### Given task
Reproduce the listing below in full, substituting "widest" for every occurrence of "thickest". Leave all other text unchanged.

___ Records supplied

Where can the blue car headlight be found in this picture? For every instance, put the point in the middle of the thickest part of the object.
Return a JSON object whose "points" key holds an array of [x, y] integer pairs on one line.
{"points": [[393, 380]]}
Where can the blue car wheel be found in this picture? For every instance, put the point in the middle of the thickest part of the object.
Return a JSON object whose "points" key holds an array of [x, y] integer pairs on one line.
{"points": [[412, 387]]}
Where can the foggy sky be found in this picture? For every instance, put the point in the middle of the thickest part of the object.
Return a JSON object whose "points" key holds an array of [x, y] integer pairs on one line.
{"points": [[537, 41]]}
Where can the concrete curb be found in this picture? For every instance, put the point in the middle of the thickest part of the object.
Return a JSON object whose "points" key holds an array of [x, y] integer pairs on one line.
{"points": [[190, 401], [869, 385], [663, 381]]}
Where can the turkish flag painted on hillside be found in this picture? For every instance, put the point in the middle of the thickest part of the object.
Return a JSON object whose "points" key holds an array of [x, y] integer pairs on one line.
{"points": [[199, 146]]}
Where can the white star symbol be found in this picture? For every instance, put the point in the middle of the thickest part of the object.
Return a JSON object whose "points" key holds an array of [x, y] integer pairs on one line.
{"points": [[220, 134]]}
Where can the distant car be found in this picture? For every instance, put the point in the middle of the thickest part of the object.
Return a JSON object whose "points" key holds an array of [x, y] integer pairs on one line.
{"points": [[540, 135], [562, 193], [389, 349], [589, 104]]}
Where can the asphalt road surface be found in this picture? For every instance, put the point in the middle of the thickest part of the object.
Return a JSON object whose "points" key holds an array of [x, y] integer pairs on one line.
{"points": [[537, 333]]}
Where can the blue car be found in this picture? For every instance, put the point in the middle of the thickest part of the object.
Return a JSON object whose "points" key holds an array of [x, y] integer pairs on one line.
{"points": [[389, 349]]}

______

### Written response
Where can the blue car headlight be found in this picture? For every instance, put the point in the middle of the widest part of the object.
Return a JSON object whose "points" key holds an array of [x, y] integer pairs on one line.
{"points": [[393, 380]]}
Where can the blue car wheel be found in this picture? For every instance, put the point in the middle of the widest part of the object.
Return a JSON object whose "points" key holds an array of [x, y] integer pairs on one line.
{"points": [[412, 387]]}
Where can the foggy sky be found in this picture? For every instance, put the point in the middle of the widest part of the object.
Return a JSON object whose "points" key holds an array of [x, y] integer pairs on one line.
{"points": [[537, 41]]}
Where can the concrete curb be found in this picture? For every instance, put the point in the middle of the widest part of the object.
Return a JSON object whose "points" key holds an array of [x, y] integer pairs on one line.
{"points": [[190, 401], [869, 385], [663, 381]]}
Where can the turkish flag painted on hillside be found in this picture? For every instance, put the point in the middle of the widest part of the object.
Return a JSON object whose "points" key holds an array of [x, y] integer pairs on one line.
{"points": [[199, 146]]}
Where can the white star symbol be found in this picture? For every instance, put the point in the middle of the widest part of the object.
Return a JSON object whose "points" key holds an array of [x, y] integer pairs on one line.
{"points": [[220, 134]]}
Where can the distant car be found in this picture? For every instance, put the point in the middle of the widest part of the object.
Return a JSON object whose "points" key holds an array of [x, y] integer pairs on one line.
{"points": [[540, 135], [562, 193], [389, 349], [589, 104]]}
Where can the asphalt road surface be found in this picture? For every instance, put the point in the middle of the widest part of the object.
Return a JSON object whose "points" key holds an array of [x, y] integer pairs on one line.
{"points": [[537, 333]]}
Where can the blue car be found in this picture? For every instance, put the point in the middle of the widest part of the object.
Return a JSON object whose "points" key holds an array of [x, y] integer pairs on one line.
{"points": [[389, 349]]}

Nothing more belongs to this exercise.